**REQUIRED TASK**
Copy out every line of the listing below again, keeping each one the same as it is.

Stored items from a collection:
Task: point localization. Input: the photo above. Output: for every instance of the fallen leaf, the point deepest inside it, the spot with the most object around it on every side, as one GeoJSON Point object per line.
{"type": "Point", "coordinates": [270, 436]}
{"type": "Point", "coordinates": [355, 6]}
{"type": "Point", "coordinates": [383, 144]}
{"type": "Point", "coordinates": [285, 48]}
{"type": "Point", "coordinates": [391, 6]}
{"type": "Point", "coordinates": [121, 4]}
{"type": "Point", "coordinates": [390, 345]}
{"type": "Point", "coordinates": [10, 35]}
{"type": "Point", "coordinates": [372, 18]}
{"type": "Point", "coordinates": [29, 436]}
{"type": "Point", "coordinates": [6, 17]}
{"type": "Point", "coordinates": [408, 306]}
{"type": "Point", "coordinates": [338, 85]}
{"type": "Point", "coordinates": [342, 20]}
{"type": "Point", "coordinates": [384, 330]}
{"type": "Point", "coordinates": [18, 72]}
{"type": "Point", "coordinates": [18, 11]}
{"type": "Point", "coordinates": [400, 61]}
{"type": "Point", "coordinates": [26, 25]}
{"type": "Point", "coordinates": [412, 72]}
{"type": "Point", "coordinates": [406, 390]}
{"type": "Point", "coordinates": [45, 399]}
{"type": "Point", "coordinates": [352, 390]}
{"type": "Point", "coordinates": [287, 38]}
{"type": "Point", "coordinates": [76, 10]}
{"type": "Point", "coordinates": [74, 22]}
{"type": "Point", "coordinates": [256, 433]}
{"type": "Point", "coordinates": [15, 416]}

**ANSWER TO THIS PROBLEM**
Task: point localization. Input: the photo above. Output: for every instance of the fallen leaf, the point deepest inside it, the spot with the most object around it on every side, as one GeoJSON Point object per line.
{"type": "Point", "coordinates": [270, 436]}
{"type": "Point", "coordinates": [355, 6]}
{"type": "Point", "coordinates": [383, 144]}
{"type": "Point", "coordinates": [285, 48]}
{"type": "Point", "coordinates": [391, 6]}
{"type": "Point", "coordinates": [121, 4]}
{"type": "Point", "coordinates": [390, 345]}
{"type": "Point", "coordinates": [10, 35]}
{"type": "Point", "coordinates": [372, 18]}
{"type": "Point", "coordinates": [29, 436]}
{"type": "Point", "coordinates": [6, 17]}
{"type": "Point", "coordinates": [408, 306]}
{"type": "Point", "coordinates": [338, 85]}
{"type": "Point", "coordinates": [342, 20]}
{"type": "Point", "coordinates": [384, 330]}
{"type": "Point", "coordinates": [18, 72]}
{"type": "Point", "coordinates": [18, 11]}
{"type": "Point", "coordinates": [400, 61]}
{"type": "Point", "coordinates": [26, 25]}
{"type": "Point", "coordinates": [412, 72]}
{"type": "Point", "coordinates": [406, 390]}
{"type": "Point", "coordinates": [45, 399]}
{"type": "Point", "coordinates": [352, 390]}
{"type": "Point", "coordinates": [287, 38]}
{"type": "Point", "coordinates": [76, 10]}
{"type": "Point", "coordinates": [74, 22]}
{"type": "Point", "coordinates": [256, 433]}
{"type": "Point", "coordinates": [15, 416]}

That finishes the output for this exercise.